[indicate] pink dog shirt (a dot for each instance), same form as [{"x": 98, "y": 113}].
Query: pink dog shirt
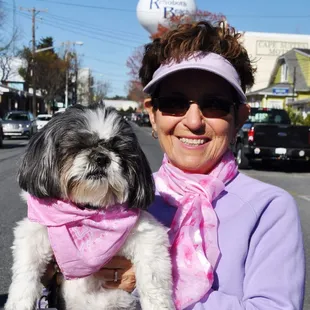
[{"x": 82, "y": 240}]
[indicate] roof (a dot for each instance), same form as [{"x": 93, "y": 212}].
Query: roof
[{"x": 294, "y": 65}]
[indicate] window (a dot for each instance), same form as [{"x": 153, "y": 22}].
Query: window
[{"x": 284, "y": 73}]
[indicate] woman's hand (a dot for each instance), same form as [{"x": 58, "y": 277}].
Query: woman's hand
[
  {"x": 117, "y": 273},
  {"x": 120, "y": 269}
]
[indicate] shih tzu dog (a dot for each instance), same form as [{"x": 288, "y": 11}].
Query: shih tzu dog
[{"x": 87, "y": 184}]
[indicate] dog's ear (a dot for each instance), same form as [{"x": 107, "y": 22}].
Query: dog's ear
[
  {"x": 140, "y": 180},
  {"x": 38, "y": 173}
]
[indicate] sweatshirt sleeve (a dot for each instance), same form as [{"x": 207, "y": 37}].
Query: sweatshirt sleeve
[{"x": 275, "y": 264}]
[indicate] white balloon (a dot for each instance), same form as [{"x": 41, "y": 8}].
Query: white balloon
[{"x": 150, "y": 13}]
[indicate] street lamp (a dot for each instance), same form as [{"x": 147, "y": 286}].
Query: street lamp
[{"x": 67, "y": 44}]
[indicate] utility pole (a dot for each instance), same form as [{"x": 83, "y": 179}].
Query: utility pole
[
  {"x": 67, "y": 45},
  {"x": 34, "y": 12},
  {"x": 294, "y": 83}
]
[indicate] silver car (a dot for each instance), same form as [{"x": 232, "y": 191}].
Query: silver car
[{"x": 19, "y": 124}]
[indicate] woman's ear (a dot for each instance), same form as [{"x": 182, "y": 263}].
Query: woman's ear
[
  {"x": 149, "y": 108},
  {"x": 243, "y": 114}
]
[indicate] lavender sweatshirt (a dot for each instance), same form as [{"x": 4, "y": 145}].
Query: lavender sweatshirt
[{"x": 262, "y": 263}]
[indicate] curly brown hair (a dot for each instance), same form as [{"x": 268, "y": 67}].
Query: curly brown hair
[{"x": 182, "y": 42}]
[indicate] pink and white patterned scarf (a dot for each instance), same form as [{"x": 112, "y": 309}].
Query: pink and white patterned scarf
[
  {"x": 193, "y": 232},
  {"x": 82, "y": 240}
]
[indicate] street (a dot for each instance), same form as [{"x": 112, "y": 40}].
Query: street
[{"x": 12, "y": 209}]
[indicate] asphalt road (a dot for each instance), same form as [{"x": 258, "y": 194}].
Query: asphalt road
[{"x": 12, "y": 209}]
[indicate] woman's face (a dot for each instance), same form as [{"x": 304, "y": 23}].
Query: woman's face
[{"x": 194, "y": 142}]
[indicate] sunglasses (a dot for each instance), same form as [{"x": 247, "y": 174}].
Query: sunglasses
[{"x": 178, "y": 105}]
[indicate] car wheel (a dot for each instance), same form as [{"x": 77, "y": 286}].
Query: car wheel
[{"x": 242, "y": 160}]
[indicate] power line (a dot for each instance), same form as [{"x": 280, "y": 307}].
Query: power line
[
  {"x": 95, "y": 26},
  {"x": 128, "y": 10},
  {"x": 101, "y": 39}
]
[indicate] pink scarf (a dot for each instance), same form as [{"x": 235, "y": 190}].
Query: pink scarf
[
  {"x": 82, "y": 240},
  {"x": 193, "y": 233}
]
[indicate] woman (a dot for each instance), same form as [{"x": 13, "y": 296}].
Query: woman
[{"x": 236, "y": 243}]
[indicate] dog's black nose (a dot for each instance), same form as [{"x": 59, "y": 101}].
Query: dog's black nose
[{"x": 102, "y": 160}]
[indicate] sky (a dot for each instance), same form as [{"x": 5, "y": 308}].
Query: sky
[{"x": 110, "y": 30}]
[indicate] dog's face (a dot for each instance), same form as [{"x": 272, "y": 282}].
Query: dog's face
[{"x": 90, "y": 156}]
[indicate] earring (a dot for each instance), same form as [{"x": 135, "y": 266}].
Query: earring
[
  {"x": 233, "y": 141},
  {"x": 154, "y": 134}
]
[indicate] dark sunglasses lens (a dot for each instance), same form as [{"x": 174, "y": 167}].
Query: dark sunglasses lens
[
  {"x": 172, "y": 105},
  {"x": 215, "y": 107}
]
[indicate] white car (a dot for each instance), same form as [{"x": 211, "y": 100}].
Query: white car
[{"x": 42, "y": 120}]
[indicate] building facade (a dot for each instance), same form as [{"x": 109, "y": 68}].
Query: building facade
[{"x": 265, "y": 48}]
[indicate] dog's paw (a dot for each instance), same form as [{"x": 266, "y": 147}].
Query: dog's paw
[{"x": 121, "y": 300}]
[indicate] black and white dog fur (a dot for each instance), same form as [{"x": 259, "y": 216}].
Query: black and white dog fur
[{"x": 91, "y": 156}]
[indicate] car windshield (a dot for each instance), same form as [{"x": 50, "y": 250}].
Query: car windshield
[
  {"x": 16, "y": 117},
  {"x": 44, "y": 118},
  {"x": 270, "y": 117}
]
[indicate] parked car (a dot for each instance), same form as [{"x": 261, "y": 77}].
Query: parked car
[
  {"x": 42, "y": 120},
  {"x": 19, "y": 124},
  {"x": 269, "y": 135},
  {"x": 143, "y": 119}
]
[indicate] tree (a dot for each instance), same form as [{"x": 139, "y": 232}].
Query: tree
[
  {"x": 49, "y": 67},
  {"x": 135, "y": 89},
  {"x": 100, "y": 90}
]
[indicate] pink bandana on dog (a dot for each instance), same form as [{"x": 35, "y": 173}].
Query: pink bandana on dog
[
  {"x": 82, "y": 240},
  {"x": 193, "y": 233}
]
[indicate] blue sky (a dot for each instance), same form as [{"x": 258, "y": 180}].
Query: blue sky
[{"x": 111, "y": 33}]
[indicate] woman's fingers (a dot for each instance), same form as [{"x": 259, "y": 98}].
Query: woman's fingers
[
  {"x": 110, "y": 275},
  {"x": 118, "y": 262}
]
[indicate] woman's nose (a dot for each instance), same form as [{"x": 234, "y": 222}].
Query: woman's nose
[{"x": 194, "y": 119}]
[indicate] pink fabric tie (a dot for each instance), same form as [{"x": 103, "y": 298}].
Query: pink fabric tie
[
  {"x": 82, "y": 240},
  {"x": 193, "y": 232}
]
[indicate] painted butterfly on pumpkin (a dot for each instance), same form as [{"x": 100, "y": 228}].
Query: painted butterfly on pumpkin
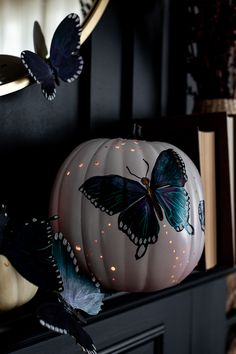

□ □ □ □ □

#### TASK STATEMENT:
Look through the data above. Find each line with the string "pumpkin" and copy it.

#### TASK SOLUTION:
[indicate] painted butterfly on pumpkin (a dot for each instance), same form as [{"x": 100, "y": 228}].
Query: painted butterfly on pumpkin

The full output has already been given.